Exercise.
Answer these from the text on Indonesia's electricity buildout:
(a) By what year was the 35,000 MW of new capacity supposed to be added?
(b) How many megawatts were operational as of 1 February 2018?
(c) For which years is the Ministry freezing the retail price of electricity?

When Jokowi came to office in 2014, he promised to jump start Indonesia’s lagging infrastructure development. After shoring up his political coalition in 2016, it was expected that Indonesia would embark on a building spree spearheaded by state-owned companies and narrowly focused on infrastructure, part of what Eve Warburton has termed Indonesia’s “new developmentalism.” One of Jokowi’s more ambitious goals was to add 35,000 megawatts (MW) of installed capacity to Indonesia’s power grid by 2019—the year he comes up for re-election.
As of 1 February 2018 only 1,362MW of the planned 35,000MW were operational. In its most recent 10-year business plan, state-owned electricity company Perusahaan Listrik Negara (PLN) slashed its 2028 targets by 22,000MW, citing lower than expected demand. And in early March, the Ministry of Energy and Mineral Resources issued a regulation capping the price that PLN would have to pay to procure domestic coal, leading some to wonder if the utility was unable or just unwilling to pay the market price.
These results are clearly undershooting expectations. They also raise questions about whether PLN is capable of carrying out the kind of massive infrastructure development it has been tasked with. But PLN’s performance also captures certain characteristics about the way Indonesia has been executing its “new developmentalism” that can help explain why planning, financing and building basic infrastructure is such a seemingly intractable challenge in the country.
PLN has a constitutionally mandated monopoly on the transmission and distribution of power in Indonesia. It also has a legal obligation to provide “reasonably priced” power to its citizens, the price of which is set by the Ministry of Energy. The Ministry recently announced it would be freezing the retail price of electricity at current levels for 2018 and 2019, presumably so as to not rock the boat in the run up to provincial and national elections. It also means that PLN is essentially powerless to increase revenue in order to cover operating losses or invest in new plants and equipment.

Records supplied.
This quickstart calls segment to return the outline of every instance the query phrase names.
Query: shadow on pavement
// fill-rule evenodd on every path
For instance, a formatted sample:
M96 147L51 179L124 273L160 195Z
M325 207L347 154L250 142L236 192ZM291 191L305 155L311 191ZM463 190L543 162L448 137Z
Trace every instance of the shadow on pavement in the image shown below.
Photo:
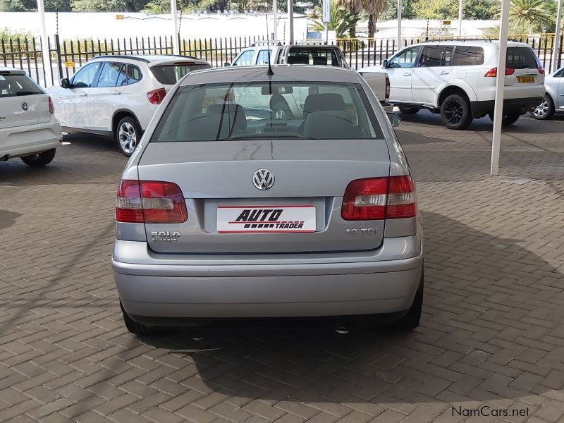
M562 367L564 355L540 341L564 319L558 300L562 275L520 240L422 215L426 294L415 331L200 329L142 341L195 364L180 381L187 388L198 390L203 382L240 405L259 398L288 407L439 401L444 408L549 391L543 379ZM535 366L527 358L532 350Z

Output of the exercise.
(a) 2019
(b) 1,362 MW
(c) 2018 and 2019